• **What the task requires**
The word "hull": in how many lines of the records does it appear? Reply with the number alone.

Region pointing data
=== Section Start ===

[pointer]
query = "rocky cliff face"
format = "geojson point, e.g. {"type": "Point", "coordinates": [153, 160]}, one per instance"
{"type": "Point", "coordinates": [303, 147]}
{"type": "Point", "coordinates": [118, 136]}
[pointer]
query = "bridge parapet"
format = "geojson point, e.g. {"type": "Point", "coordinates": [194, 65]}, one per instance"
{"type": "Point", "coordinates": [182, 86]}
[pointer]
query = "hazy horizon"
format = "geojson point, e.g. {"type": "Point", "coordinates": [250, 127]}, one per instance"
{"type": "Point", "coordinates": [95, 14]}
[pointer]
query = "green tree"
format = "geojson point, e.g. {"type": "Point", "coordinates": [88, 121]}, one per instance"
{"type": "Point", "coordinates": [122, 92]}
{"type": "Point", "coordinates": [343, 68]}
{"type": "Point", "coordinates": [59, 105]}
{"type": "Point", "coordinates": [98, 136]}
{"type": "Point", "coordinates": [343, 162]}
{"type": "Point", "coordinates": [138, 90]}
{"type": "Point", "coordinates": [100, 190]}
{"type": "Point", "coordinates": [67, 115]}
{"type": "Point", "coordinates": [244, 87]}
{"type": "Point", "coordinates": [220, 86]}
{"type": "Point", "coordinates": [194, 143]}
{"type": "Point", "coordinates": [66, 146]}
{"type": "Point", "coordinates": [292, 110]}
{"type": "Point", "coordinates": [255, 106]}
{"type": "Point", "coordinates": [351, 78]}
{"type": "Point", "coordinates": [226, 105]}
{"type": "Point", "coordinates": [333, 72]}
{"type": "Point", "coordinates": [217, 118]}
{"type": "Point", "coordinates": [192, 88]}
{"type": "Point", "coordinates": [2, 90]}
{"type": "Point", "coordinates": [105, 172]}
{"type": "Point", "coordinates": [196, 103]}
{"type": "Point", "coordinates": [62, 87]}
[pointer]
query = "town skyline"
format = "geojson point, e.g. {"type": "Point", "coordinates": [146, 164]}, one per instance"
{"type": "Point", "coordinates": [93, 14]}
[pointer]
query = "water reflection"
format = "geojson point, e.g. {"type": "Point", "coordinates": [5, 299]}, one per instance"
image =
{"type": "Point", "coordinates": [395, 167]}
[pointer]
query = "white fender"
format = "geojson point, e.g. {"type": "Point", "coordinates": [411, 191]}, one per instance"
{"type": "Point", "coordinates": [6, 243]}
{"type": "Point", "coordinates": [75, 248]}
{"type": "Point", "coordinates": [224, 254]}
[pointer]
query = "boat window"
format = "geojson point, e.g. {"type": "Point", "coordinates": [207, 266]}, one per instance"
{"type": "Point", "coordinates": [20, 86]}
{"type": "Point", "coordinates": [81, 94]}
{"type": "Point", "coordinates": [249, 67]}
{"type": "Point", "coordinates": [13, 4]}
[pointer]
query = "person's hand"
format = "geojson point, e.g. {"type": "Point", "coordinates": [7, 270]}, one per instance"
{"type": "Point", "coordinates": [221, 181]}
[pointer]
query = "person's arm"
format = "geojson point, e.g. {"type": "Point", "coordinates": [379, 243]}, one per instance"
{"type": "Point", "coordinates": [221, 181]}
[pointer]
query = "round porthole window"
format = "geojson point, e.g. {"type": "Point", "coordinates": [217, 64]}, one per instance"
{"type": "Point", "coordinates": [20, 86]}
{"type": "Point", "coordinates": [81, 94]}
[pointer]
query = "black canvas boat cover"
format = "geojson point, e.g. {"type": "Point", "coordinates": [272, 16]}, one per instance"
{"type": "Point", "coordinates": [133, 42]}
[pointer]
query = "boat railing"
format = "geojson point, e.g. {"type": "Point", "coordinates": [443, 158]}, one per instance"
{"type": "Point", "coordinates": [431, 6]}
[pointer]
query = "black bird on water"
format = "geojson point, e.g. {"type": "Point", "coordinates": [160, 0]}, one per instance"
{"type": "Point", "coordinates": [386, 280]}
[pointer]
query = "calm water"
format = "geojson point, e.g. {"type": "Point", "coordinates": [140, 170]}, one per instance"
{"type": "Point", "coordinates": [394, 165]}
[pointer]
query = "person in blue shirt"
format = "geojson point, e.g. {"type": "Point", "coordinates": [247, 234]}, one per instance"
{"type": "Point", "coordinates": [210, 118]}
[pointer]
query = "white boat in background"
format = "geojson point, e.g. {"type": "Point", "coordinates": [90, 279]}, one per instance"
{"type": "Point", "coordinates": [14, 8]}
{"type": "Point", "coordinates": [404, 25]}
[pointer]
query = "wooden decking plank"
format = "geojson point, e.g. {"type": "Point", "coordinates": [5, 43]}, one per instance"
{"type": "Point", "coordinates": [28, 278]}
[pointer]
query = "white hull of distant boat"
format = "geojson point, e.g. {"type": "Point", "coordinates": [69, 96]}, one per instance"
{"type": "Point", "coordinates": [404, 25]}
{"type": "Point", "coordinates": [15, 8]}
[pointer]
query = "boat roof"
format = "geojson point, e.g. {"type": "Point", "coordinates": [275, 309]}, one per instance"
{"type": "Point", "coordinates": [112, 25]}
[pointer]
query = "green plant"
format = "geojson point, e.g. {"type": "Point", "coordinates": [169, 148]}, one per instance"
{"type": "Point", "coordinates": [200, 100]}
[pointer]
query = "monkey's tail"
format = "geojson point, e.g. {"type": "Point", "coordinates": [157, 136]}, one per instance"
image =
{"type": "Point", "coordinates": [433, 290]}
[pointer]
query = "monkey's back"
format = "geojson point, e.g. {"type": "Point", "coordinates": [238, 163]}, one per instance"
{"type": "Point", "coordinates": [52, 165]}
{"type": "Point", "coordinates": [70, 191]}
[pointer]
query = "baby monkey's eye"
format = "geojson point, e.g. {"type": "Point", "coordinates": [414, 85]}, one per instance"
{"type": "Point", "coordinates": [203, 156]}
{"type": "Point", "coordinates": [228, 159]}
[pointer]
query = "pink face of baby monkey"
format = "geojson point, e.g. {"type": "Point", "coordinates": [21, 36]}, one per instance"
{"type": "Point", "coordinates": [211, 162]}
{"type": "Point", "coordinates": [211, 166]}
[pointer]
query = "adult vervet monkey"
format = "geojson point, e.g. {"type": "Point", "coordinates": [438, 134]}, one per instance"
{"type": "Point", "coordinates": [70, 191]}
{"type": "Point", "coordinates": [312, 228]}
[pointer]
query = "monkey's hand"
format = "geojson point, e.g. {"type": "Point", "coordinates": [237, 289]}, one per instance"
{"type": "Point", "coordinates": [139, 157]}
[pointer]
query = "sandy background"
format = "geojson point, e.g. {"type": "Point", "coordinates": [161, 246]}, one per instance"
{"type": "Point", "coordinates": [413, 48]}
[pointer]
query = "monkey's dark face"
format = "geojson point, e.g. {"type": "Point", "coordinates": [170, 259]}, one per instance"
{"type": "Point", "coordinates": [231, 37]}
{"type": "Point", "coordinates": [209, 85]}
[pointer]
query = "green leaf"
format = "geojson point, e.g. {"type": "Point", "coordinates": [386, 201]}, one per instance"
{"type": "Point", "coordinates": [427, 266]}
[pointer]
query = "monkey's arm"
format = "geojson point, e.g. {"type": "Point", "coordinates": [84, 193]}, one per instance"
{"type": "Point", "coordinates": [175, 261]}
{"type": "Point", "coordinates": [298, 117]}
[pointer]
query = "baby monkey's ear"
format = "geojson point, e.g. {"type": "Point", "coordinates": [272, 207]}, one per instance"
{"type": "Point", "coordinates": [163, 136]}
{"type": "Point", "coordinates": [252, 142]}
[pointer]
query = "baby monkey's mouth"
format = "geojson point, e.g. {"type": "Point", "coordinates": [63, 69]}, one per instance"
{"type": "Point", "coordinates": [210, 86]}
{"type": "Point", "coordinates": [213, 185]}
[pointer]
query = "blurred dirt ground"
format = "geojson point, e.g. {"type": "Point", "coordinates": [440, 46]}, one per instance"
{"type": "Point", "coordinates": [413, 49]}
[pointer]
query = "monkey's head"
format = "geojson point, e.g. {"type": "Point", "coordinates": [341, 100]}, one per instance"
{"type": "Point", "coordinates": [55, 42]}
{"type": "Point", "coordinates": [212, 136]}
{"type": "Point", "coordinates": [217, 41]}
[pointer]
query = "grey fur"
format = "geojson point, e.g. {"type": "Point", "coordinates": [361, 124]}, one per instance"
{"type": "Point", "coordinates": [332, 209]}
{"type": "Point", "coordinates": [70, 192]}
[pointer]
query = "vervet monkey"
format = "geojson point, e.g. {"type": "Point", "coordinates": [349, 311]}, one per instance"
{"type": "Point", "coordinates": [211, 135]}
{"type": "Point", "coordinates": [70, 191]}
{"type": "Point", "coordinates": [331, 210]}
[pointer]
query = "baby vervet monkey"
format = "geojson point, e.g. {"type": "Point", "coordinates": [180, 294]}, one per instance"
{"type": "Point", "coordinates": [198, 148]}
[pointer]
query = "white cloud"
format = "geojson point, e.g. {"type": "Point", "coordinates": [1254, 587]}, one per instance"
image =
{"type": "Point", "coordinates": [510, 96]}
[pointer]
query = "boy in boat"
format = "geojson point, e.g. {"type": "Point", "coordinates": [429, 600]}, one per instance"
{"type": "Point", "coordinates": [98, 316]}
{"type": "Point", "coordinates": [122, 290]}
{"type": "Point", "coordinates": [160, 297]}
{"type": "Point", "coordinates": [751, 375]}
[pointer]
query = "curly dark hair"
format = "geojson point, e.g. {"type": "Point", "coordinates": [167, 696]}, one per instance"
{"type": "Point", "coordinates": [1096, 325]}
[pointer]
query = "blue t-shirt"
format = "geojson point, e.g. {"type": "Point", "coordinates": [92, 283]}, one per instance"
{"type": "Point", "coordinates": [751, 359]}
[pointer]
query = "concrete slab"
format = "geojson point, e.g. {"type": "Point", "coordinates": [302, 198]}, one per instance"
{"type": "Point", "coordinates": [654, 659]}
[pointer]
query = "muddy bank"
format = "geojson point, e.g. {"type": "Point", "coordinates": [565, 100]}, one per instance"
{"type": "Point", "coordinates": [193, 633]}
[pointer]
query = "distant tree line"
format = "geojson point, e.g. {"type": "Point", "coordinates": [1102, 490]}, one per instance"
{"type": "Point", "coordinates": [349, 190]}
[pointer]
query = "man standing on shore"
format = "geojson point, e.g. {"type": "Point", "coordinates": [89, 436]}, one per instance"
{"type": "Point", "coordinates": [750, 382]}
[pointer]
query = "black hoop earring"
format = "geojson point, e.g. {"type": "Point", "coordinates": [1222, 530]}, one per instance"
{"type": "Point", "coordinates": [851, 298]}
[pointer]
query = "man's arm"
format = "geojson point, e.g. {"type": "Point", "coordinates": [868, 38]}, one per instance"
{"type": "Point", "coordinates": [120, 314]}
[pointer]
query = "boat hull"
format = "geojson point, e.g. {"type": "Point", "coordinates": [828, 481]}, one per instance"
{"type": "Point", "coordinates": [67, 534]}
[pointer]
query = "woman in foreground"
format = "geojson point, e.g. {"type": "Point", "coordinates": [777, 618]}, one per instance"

=== Section End ===

• **Exercise response**
2